For **data usage**, we first use the **event calendar**, we get the name, time periods of the events. Also, This plot requires heatmap matrix objects for pedestrian objects during the events times under all 3 devices. The **heatmap matrix** we get are for the whole event.<br>

For **overall design**, we will use mutiple subplots. Since we want audience to understand the general trend of motion on event days for pedestrians. We plot all heatmaps under a camera for all event days together, so that audience can compare and figure out the common desired spots of heatmaps eaiser.

#### Instruction (Interative Part)
***
- **Camera(Device) Selection** 
Since the audience can only choose one camera at one time to plot the heatmaps, we use ToggleButtons for this. There are three cameras, Under Raincoat, Streetscape and Outside. And because 3 cameras is not a leage number, ToggleButtons is appropriate in terms of aesthetics.

### 2.2 At Different Times of Events
#### Purpose
***
This plot will focus on answering **Desired lines and spots of pedestrians on event days.**

#### Rationale and Approach
***
For this plot, we want to zoom into people's dwell on event days (on time axis). The previous plot gives us a general (culmulative) heatmap for the whole event time period. However, what about different time periods in the event, do pedestrians tend to have different motions for different hours?

As we discussed at the begining of part 2, we will use heatmap as the visualization.
For **data usage**, similar to 2.1, but we get heatmaps on for each **hour** on event days for all 3 cameras instead of the whole event.


For **overall design** of this plot, the audience is allowed to display the **animation** of heatmaps on a event day, the heatmap will change for each hour based on the heatmap matrix at that hour. This functionality allows users to observe the trend of desired lines or spots in a more coherent way.

#### Instruction (Interative Part)
***
- **Camera(Device) Selection** Same design as 2.1.
- **Event Selection** We use Dropdown widget to let users to choose event. Since event names are long, dropdown is appropriate to viusalize them.
- **Animation Play Widget** This allows the audience to start, plause and end the animation. 
- **Hour Slider** There is an int slider widget for choosing hour in this plot. (**Attention:** this widget is connected to Animation Play widget, that is, any change of animation will affect this widget and vice cersa. We recommend you not use this widget after playing animation, or use this widget after you end your animation if you want to zoom into the heatmap of a specific hour).

### 2.3 Customized Percentile Check
#### Purpose
***
This plot will focus on answering **Difference of desired lines and spots on event days and other days.**

#### Rationale and Approach
***
Since we are comparing desired lines and spots for different discrete time periods, we will apply **cumulative heatmap** method as above. If the audience want to know the difference and similarity of heatmaps on event days and all. the days, she/he can choose two plot culmulative heatmaps for those days.

Therefore, for **data usage** of this plot, similar to previous part, but we want heatmap matrix objects for pedestrian for four different time periods in a daily basis.

    1. Event Days (On the event calendar)
    2. Sundays 
    3. Top 20 Days with Highest pedestrian dwell counts
    4. Cumulative Heatmap from 2019.2.20 to 2020.1.11
    
We get heatmap matrix for each day under all 3 cameras.
We also need daily Dwell Count data
In order to figure out top 20 Days with Highest pedestrian dwell counts.
────
■ Written request 1
Duplicate the records word for word, starting at the line that contains "of the bush" and stopping after the line that contains "of the railing".
The heatmap write-up and the records are separate, unrelated material.
────
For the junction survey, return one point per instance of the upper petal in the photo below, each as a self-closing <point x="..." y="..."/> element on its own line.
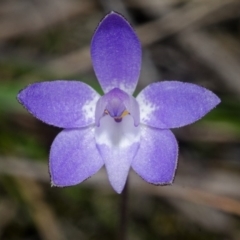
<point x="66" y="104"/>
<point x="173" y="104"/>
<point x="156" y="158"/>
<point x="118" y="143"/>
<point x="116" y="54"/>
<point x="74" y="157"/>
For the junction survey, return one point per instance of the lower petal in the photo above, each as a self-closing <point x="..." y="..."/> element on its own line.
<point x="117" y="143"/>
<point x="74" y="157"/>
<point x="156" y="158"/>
────
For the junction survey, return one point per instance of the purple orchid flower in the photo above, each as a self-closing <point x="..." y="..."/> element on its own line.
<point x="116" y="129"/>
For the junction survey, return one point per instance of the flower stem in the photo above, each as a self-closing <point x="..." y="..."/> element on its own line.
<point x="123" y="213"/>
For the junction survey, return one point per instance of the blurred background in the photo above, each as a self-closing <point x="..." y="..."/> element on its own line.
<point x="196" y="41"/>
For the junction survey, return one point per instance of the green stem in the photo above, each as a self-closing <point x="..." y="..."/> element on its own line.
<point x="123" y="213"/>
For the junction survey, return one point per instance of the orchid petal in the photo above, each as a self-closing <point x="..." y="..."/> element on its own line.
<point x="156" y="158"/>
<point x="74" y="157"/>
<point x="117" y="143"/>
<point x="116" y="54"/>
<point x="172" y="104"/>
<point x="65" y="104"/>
────
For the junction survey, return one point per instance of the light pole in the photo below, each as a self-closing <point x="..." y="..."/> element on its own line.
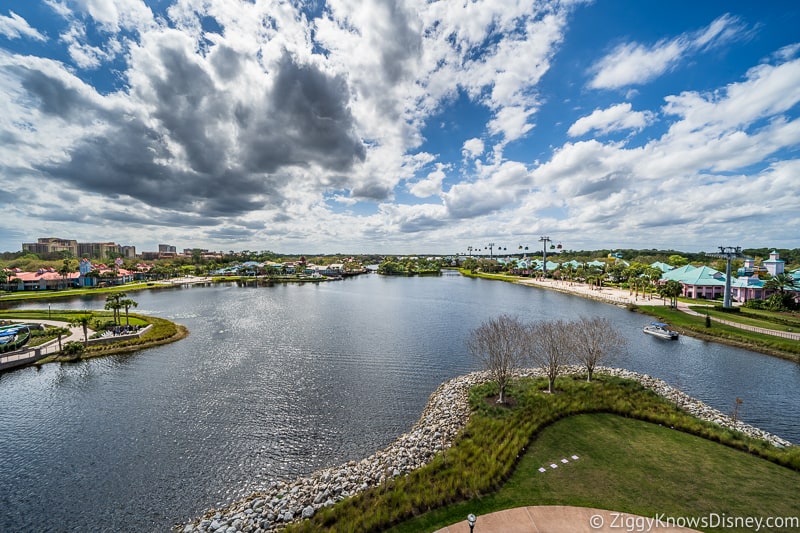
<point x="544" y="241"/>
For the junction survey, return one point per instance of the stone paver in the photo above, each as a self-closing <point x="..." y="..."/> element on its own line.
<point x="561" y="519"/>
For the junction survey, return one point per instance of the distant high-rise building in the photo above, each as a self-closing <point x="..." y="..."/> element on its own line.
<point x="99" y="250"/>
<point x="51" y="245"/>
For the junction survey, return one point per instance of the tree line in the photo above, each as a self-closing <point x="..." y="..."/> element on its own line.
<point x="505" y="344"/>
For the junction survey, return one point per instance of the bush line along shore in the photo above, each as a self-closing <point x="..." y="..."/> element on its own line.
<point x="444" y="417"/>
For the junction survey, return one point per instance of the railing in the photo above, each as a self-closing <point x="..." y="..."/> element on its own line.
────
■ Written request 2
In the heatmap write-up's plan for comparing daily heatmap matrices, which time periods does it list?

■ Correct output 1
For the junction survey, return one point per instance of the bush line along shore in the photo above, each as a self-closing <point x="..." y="..."/> element on its own line.
<point x="444" y="417"/>
For the junction survey, return one point per instance of the railing in the photo above, each as a self-closing <point x="..." y="..."/> element on its own line.

■ Correct output 2
1. Event Days (On the event calendar)
2. Sundays
3. Top 20 Days with Highest pedestrian dwell counts
4. Cumulative Heatmap from 2019.2.20 to 2020.1.11